Directions: Once the line with "Query: yellow beak" is found in the entries below, print it and each following line exactly, stopping after the line with "<point>55,698</point>"; print nothing else.

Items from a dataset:
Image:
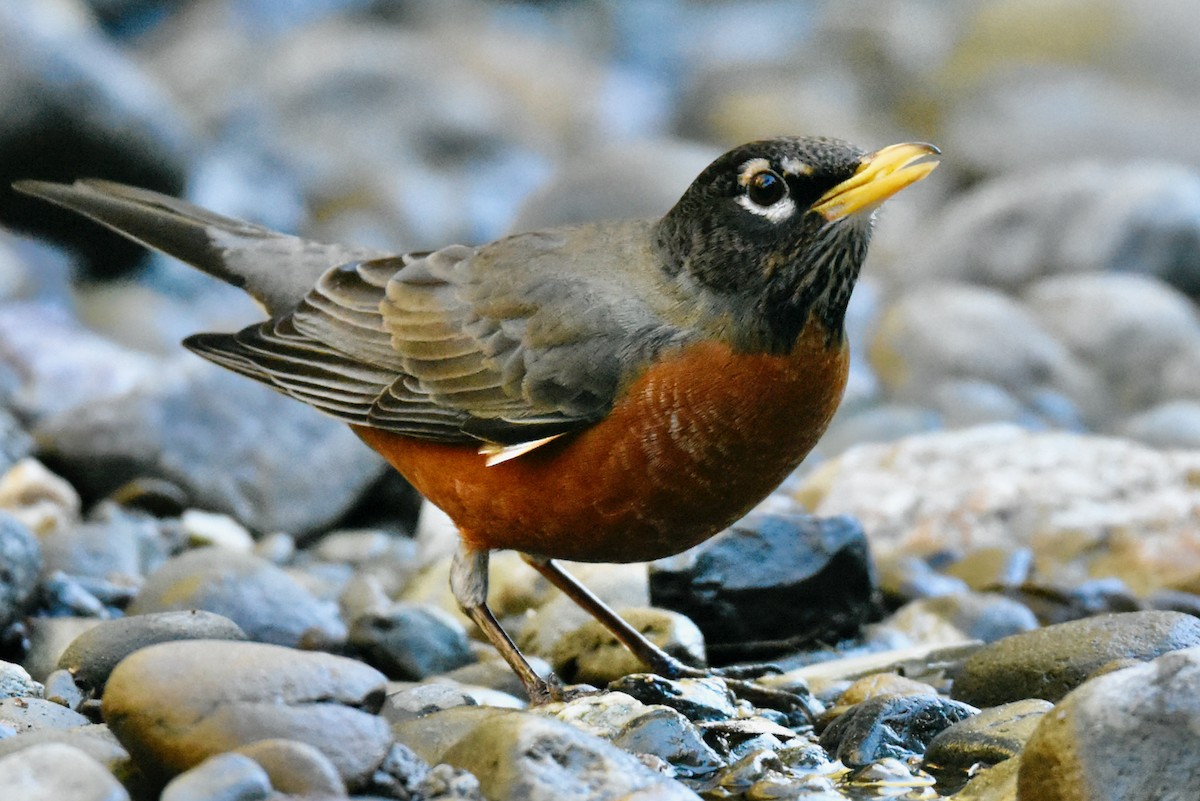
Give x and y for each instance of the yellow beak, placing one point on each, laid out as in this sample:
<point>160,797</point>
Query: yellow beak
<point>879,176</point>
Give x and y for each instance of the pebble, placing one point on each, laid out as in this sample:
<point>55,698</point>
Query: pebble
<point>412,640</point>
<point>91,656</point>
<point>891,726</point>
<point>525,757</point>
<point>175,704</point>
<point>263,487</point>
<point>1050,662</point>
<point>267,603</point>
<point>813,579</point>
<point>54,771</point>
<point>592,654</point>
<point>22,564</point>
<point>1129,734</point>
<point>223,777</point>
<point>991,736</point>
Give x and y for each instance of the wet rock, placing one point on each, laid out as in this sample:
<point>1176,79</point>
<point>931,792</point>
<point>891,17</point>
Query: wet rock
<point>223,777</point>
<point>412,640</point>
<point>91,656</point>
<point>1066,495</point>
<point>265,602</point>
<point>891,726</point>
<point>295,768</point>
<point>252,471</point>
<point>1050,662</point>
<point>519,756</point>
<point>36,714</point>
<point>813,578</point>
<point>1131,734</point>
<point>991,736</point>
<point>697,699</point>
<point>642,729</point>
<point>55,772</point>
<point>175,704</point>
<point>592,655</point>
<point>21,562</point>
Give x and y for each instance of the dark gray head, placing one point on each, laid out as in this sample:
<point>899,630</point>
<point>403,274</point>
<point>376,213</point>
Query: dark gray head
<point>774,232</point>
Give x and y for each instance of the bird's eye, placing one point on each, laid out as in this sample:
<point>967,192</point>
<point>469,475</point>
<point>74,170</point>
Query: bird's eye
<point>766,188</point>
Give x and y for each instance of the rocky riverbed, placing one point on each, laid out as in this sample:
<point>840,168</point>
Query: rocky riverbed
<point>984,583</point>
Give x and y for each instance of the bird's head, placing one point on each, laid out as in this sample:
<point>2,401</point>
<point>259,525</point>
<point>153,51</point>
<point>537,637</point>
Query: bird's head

Expected output:
Query: yellow beak
<point>879,176</point>
Give x and y for each instance of the pebble, placing one point on each, laid out as in this sample:
<point>55,698</point>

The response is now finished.